──────── SELECTED EXTRACT

The Tories could be pulling together to seize on a more straightforward opportunity: to significantly reduce legal immigration. While business lobby groups and the Treasury might grumble, this is something that No 10 can do without being struck down by the courts. Last week, the Government belatedly announced a quite radical plan to toughen visa rules, entailing a drastic increase in the minimum salary requirements for skilled workers, and clamping down on the shortage occupation list, which allows firms to pay foreign workers 20 per cent less than the going rate.

And yet as the party’s Rwandagate wars steal headlines, these breakthroughs have already become chip paper.

Some Tories will be convinced that the internal party blood spilling will be worth it. Conservative strategists might hope that with a few Rwanda flights off the ground, they can shrink Labour’s lead to 10 points, resulting in a hung Parliament on polling day. But they are in danger of forgetting that, while taking control on immigration is important to the public, it is just one of the issues voters care about. In fact, immigration consistently ranks as the third most important issue, behind the state of the NHS and prospects for the economy.

If anything, it will be the slow-motion collapse of the unaffordable NHS that decides the next election. And yet the Tories, having whipped themselves into a frenzy that Rwanda is the question that will decide their fates, do not seem to have any energy left to dwell on the fact that their entire strategy to shore up healthcare votes has imploded.

The party unapologetically abandoned any attempt at reform in favour of ploughing ever more cash into the system. This has spectacularly backfired. Despite lavishing the NHS with historic spending increases, it has failed on promises as basic as building new hospitals and recruiting more GPs. The fact that Labour, the movement that more than any other fashioned the NHS into an object of civic worship, is now assailing it as a wasteful, bureaucratic monster is as big a tell as any that no party can retain the public’s confidence by simply spraying money at it.

────────────────

■ PROBLEM TO SOLVE
The opinion piece says where immigration ranks among the issues that matter most to voters. List every issue named in that ranking. The data play no part in this work.

──────── SOURCE MATERIAL

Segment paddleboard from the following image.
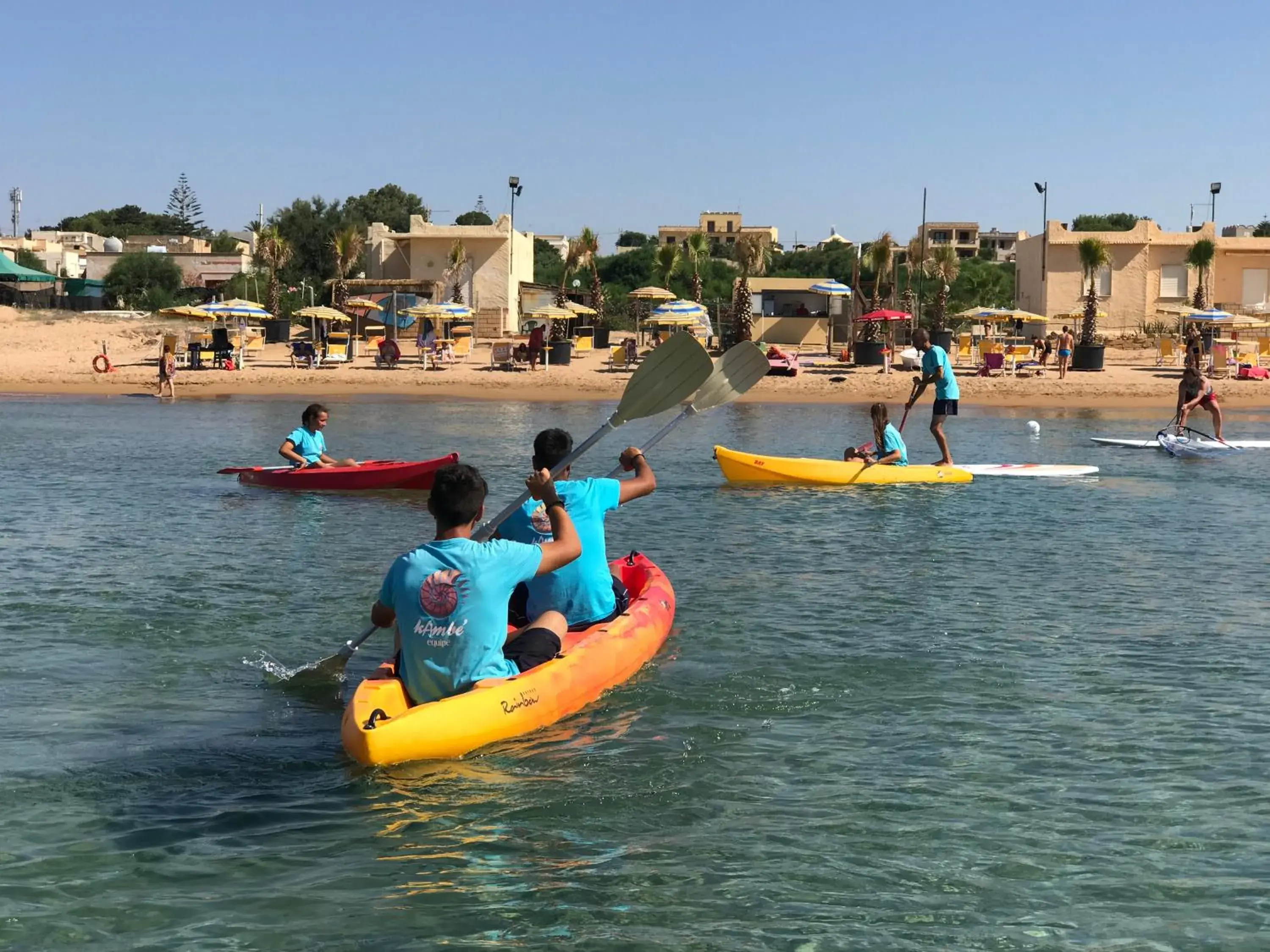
[1090,437,1270,449]
[956,463,1099,479]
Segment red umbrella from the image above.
[857,311,913,321]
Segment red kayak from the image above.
[220,453,458,491]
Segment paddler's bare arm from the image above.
[525,470,582,575]
[278,439,309,466]
[617,447,657,505]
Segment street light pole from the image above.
[507,175,525,330]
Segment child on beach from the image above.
[842,404,908,466]
[155,344,177,400]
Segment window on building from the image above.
[1160,264,1186,298]
[1097,264,1111,297]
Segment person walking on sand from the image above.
[1058,324,1076,380]
[904,327,961,466]
[155,344,177,400]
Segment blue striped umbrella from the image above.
[810,279,851,297]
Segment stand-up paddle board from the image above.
[956,463,1099,479]
[1090,437,1270,449]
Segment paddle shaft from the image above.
[472,414,621,542]
[608,404,697,480]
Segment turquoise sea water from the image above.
[0,399,1270,952]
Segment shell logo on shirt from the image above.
[419,569,467,618]
[530,505,551,536]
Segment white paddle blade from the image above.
[692,340,771,413]
[608,334,714,426]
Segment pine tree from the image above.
[168,173,203,235]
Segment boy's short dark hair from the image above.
[428,463,489,529]
[533,426,573,470]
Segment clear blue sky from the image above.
[10,0,1270,245]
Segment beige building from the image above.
[979,228,1027,264]
[364,215,533,338]
[1017,218,1270,335]
[917,221,979,258]
[657,212,779,245]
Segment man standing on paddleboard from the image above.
[498,429,657,631]
[906,327,961,466]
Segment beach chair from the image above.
[979,350,1006,377]
[1156,338,1180,367]
[608,344,630,371]
[1208,344,1231,377]
[489,340,521,371]
[291,340,321,369]
[323,330,349,363]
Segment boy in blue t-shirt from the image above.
[371,463,582,704]
[906,327,961,466]
[842,404,908,466]
[278,404,357,470]
[499,429,657,631]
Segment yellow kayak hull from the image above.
[715,447,974,486]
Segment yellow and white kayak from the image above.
[715,447,974,486]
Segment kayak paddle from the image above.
[472,334,714,542]
[608,340,771,479]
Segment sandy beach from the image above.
[0,307,1270,407]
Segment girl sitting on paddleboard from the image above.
[278,404,357,470]
[1177,364,1222,439]
[842,404,908,466]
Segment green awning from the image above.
[0,254,57,284]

────────────────

■ RESPONSE AREA
- The state of the NHS
- Prospects for the economy
- Immigration